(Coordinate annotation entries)
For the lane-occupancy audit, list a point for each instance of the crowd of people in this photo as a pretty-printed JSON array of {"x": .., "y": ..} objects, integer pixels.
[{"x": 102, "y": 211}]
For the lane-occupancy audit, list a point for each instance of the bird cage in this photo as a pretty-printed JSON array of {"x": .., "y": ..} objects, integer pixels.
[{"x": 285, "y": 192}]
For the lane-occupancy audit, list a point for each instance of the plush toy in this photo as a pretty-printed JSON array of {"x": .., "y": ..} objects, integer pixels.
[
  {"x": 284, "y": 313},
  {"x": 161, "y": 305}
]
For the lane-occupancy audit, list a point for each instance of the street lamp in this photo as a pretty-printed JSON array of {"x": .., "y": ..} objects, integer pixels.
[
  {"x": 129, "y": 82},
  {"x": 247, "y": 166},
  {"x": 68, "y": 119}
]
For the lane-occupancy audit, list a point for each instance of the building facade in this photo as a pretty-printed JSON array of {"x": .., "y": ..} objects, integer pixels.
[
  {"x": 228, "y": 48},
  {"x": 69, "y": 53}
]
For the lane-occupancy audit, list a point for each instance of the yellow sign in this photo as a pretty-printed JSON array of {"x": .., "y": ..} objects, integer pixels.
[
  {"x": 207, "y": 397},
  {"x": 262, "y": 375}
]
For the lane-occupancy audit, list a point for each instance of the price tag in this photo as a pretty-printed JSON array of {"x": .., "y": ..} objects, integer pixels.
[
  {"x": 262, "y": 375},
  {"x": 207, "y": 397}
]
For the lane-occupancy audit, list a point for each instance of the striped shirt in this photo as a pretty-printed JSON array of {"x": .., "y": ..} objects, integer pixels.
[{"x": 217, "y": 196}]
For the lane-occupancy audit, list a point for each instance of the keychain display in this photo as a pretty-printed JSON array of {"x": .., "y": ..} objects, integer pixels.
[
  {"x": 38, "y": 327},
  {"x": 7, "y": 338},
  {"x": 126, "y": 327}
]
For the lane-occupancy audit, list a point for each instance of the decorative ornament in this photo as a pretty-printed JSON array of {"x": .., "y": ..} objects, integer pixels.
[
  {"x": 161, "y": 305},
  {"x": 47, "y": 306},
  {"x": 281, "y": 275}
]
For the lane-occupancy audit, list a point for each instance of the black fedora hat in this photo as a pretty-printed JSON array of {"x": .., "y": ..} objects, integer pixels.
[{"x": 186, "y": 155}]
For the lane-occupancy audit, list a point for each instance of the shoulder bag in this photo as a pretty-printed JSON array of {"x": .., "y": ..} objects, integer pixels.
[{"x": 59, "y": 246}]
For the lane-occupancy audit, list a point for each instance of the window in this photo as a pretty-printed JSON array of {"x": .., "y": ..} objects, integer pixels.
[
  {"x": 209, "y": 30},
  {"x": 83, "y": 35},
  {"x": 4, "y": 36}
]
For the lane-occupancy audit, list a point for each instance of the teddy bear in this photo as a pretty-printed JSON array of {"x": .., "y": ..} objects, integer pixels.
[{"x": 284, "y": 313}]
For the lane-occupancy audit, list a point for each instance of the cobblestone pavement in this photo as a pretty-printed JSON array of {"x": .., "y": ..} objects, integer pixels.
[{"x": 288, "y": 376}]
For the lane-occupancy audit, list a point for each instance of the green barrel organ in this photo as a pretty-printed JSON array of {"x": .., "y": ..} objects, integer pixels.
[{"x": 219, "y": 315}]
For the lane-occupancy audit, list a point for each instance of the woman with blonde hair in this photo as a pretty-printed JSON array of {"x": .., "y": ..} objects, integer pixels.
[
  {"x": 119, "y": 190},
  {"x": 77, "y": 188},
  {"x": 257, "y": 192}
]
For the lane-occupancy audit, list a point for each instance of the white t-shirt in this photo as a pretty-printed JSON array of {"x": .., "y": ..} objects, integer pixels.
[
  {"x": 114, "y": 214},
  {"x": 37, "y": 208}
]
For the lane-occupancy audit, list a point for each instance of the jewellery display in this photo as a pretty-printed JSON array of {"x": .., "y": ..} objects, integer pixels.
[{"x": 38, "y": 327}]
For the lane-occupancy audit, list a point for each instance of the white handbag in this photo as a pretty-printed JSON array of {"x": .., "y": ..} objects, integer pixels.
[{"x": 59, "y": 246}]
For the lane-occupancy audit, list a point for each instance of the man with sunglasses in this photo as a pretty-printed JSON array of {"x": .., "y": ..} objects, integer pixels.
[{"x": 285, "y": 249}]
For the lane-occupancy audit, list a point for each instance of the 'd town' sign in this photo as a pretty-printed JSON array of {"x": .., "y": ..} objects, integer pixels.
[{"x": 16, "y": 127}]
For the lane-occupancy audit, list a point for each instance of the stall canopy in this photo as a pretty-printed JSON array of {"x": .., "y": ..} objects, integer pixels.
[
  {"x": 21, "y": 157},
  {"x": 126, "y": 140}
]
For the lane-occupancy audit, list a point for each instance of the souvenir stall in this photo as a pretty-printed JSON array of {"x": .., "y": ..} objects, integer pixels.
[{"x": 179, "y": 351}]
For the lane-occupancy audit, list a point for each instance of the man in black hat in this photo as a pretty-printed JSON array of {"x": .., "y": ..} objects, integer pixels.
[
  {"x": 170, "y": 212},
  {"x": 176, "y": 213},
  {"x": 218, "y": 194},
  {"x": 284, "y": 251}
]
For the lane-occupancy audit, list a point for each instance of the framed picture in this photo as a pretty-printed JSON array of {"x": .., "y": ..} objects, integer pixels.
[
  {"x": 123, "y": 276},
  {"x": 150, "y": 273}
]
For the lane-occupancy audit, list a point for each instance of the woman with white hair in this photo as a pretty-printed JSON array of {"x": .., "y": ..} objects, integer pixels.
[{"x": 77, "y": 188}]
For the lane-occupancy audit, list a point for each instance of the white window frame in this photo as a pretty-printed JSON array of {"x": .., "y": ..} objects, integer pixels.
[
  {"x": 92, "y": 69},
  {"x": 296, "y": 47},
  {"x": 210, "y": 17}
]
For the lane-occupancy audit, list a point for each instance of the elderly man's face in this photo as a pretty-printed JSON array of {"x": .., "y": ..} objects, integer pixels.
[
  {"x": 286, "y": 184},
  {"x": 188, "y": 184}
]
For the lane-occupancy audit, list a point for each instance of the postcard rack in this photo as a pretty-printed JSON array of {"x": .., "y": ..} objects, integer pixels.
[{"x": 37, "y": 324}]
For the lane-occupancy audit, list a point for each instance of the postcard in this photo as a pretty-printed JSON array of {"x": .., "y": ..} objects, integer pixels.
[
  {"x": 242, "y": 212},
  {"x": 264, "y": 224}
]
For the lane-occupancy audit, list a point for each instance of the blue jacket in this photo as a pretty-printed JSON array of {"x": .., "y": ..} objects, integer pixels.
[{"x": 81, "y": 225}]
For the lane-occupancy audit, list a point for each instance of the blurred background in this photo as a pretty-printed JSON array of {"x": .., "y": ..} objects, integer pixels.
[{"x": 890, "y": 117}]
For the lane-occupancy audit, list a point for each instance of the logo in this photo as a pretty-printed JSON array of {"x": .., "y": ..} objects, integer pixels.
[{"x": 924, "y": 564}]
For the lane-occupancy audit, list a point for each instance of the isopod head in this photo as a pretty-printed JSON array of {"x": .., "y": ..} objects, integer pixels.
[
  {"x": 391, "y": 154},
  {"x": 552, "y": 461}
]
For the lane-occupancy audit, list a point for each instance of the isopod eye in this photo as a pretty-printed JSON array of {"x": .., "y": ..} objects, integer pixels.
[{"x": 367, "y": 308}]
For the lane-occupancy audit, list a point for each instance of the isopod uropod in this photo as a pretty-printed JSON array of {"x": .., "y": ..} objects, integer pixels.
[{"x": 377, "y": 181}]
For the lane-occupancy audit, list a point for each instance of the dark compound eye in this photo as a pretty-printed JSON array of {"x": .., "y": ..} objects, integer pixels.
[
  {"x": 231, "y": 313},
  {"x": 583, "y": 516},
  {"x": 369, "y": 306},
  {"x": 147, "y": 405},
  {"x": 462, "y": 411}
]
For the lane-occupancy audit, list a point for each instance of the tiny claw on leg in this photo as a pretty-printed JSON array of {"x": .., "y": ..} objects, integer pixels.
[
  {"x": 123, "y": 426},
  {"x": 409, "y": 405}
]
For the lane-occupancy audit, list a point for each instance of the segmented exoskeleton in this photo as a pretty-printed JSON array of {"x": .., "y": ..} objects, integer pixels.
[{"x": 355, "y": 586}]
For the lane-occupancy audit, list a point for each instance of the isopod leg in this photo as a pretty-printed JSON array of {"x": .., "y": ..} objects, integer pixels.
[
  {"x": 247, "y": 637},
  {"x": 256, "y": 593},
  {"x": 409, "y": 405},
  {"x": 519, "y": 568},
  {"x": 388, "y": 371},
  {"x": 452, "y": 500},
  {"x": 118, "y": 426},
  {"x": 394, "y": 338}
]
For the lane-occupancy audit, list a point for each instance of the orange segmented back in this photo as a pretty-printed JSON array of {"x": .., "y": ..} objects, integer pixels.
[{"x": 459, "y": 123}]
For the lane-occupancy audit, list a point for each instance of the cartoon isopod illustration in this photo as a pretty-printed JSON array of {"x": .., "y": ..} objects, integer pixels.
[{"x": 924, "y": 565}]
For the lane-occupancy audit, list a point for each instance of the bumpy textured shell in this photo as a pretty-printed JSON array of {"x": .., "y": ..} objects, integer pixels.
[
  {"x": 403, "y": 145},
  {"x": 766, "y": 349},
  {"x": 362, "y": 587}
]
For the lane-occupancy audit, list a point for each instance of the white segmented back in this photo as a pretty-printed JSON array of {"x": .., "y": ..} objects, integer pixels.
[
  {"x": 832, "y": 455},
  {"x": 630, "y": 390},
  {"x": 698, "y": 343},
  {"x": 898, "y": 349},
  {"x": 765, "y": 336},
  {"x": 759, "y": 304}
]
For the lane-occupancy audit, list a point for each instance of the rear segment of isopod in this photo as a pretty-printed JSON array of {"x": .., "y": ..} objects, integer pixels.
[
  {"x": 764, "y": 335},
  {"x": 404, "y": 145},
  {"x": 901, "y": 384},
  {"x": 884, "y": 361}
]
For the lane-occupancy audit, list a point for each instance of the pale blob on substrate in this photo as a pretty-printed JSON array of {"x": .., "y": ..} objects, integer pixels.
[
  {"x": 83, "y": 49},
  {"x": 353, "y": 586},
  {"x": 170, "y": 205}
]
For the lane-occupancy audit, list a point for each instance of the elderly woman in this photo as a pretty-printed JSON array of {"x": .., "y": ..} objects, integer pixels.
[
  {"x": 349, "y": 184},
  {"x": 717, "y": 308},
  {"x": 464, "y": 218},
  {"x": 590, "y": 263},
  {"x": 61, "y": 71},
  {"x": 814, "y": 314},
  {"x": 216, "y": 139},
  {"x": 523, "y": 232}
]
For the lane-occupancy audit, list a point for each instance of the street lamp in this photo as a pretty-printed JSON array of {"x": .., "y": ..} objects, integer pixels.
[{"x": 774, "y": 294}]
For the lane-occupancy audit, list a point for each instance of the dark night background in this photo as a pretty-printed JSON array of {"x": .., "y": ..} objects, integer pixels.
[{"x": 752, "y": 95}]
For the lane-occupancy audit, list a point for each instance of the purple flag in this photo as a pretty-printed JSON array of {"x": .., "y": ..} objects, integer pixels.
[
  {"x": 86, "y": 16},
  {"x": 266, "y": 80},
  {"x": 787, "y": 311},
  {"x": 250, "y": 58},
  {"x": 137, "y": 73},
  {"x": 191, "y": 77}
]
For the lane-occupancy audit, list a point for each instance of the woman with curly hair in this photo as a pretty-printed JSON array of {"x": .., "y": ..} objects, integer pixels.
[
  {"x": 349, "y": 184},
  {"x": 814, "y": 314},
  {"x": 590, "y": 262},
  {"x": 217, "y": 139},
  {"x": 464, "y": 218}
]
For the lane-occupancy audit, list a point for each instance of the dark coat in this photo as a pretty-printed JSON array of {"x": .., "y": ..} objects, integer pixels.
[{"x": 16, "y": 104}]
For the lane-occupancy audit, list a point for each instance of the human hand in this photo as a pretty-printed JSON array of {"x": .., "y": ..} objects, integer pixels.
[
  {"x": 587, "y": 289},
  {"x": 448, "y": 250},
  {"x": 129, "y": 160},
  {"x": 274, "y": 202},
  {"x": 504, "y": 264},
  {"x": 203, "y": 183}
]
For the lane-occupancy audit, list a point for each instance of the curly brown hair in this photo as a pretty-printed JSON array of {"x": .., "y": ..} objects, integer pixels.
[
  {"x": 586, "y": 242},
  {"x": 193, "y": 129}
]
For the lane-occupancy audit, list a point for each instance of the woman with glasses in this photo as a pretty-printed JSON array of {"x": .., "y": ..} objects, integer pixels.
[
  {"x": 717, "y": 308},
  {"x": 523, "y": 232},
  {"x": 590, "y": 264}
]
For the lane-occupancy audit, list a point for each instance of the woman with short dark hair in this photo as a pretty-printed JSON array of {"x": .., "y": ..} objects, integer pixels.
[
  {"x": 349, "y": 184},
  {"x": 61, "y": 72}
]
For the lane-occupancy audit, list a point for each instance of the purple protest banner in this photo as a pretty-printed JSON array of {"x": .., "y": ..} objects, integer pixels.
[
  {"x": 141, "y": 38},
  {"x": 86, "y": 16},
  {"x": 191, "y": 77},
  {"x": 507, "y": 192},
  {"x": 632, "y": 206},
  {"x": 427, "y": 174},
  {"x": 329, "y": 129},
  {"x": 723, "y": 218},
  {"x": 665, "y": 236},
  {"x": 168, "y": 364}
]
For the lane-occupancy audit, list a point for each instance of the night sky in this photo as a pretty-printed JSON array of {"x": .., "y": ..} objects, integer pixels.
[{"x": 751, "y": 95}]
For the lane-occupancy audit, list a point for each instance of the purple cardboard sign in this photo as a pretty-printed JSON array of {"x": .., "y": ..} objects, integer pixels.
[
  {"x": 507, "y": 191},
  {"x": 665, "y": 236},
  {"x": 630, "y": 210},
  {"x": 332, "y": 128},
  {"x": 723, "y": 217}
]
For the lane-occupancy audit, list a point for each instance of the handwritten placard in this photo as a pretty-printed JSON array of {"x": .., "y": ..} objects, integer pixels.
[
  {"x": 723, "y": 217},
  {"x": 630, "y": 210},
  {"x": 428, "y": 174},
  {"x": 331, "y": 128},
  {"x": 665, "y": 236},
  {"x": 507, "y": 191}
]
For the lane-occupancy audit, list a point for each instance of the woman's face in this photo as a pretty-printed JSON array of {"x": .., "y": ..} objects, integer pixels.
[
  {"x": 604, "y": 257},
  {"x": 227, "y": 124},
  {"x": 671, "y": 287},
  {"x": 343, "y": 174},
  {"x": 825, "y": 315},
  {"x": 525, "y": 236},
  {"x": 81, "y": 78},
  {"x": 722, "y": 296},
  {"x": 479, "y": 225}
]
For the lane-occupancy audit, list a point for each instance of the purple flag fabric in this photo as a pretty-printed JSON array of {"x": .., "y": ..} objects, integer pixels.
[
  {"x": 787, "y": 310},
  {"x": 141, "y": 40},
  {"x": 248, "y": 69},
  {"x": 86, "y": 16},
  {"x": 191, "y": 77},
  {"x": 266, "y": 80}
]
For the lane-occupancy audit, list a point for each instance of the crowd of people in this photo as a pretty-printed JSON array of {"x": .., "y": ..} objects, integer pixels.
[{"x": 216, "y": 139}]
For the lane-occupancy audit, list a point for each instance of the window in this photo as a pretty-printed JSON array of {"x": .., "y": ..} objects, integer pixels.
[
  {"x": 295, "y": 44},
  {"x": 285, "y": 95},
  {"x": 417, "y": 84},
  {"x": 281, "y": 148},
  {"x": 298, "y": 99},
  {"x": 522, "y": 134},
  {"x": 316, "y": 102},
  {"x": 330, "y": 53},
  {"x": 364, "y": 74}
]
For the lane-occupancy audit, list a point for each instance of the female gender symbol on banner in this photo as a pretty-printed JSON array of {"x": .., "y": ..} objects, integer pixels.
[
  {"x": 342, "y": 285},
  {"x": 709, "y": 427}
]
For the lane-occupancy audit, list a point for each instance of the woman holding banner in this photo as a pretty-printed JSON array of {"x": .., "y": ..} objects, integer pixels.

*Instruction*
Repeat word for word the lines running from the line containing "of the woman's" to the end of the entries above, inclusive.

*Answer to the task*
For the lane-occupancy audit, list a point for each instance of the woman's face in this photo as a pretty-printed JSON array of {"x": .., "y": ..} objects, integer pixels.
[
  {"x": 604, "y": 257},
  {"x": 227, "y": 124},
  {"x": 671, "y": 287},
  {"x": 343, "y": 174},
  {"x": 825, "y": 315},
  {"x": 525, "y": 236},
  {"x": 81, "y": 78},
  {"x": 722, "y": 296},
  {"x": 479, "y": 225}
]
For the lane-occupancy audit, list a point for each instance of the purple flag fabric in this photo as a pretty-printed JSON array of {"x": .., "y": ..} objects, integer pixels.
[
  {"x": 787, "y": 310},
  {"x": 141, "y": 40},
  {"x": 248, "y": 69},
  {"x": 86, "y": 16},
  {"x": 191, "y": 77},
  {"x": 266, "y": 80}
]
For the lane-occupancy audit, list a point for each instance of the crowd of people in this photo as a pretty-printed JSON array of {"x": .., "y": ..} objects, integer pixels.
[{"x": 216, "y": 139}]
For the lane-occupancy audit, list a point for each instance of the window in this photo as a pretty-printed JSON array of {"x": .., "y": ..} objects, integer pixels.
[
  {"x": 295, "y": 44},
  {"x": 285, "y": 95},
  {"x": 417, "y": 84},
  {"x": 281, "y": 148},
  {"x": 298, "y": 99},
  {"x": 522, "y": 134},
  {"x": 316, "y": 102},
  {"x": 330, "y": 53},
  {"x": 364, "y": 74}
]
For the lane-occupancy audit, list a point for each instance of the female gender symbol on banner in this photo as a pretty-printed JSON array of {"x": .., "y": ..} objects, integer pixels.
[
  {"x": 342, "y": 285},
  {"x": 709, "y": 427}
]
For the lane-occupancy audit, list a point for each instance of the woman holding banner in this photo as a pretty-printed JSON array of {"x": .., "y": ..} objects, integer pixels.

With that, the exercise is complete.